## [What to work on]
Transcribe everything in the records exactly. Skip the images.

---*---

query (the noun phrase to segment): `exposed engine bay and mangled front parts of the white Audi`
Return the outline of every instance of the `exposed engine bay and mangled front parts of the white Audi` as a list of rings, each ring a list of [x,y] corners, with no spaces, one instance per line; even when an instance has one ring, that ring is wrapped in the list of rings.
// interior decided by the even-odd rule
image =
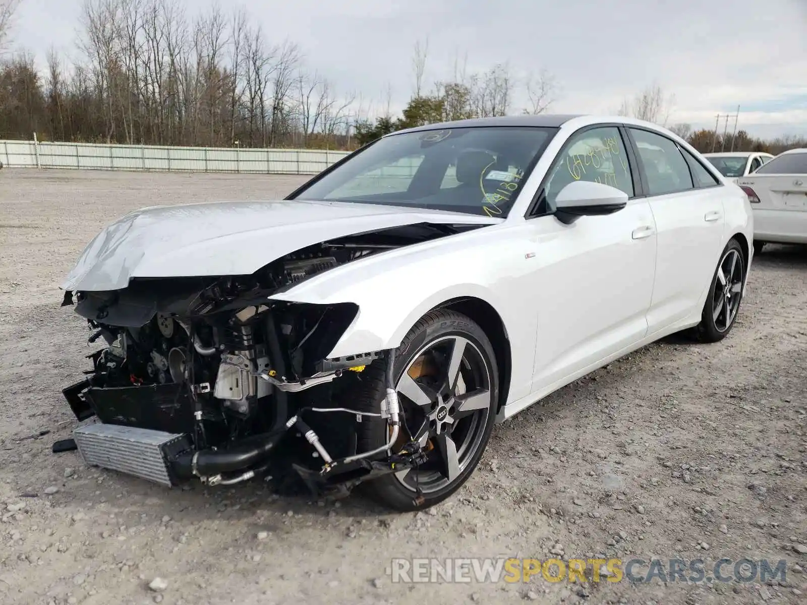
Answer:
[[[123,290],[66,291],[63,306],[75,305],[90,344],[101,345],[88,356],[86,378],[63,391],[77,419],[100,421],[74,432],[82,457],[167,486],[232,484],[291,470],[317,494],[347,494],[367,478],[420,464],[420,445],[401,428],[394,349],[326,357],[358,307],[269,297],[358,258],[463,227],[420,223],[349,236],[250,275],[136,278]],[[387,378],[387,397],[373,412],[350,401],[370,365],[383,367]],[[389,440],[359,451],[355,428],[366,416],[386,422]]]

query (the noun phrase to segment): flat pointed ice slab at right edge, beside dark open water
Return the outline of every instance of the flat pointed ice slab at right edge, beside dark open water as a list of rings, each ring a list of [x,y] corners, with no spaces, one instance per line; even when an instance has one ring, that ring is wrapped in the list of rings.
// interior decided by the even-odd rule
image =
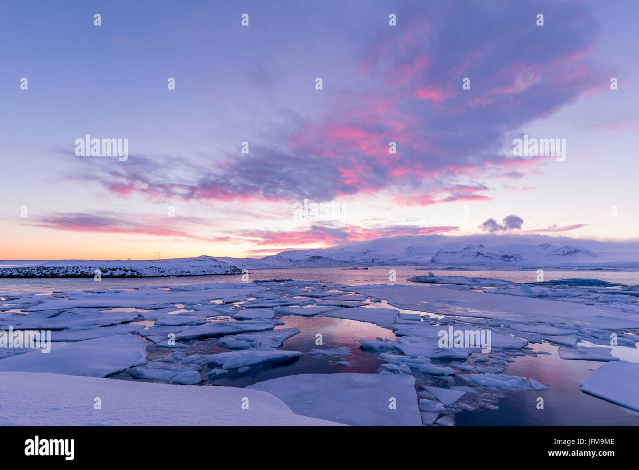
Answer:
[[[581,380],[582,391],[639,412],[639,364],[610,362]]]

---*---

## [Solution for this task]
query (the noun phrase to segment): `exposed engine bay and mangled front parts of the white Audi`
Return the outline of every instance of the `exposed engine bay and mangled front parts of the white Audi` as a list of rings, each ring a list of [x,y] corners, with no spaces, one instance per line; even when an instance has one ring, that ring is wrapped in the list of rings.
// interior decided by the even-odd rule
image =
Answer:
[[[123,290],[66,291],[63,306],[75,305],[90,344],[101,345],[88,356],[86,378],[63,391],[77,419],[100,421],[74,432],[82,457],[167,486],[232,484],[291,470],[317,494],[347,494],[367,478],[420,464],[420,445],[401,428],[394,349],[326,357],[358,307],[269,297],[358,258],[463,227],[420,223],[349,236],[250,275],[136,278]],[[387,378],[387,397],[373,412],[350,401],[370,365],[383,367]],[[389,440],[359,451],[355,428],[366,416],[386,422]]]

query (the noun phrase to segment): flat pointed ice slab at right edge, beside dark open water
Return the outline of every instance of the flat pointed ice slab at right edge, beside dark open water as a list of rings, each ring a list of [x,y] corners, with no spaces, one instance per line; even when an instance has one ring, that ring is wrapped in the list of rings.
// interior decided by the even-odd rule
image =
Answer:
[[[581,380],[582,391],[639,412],[639,364],[610,362]]]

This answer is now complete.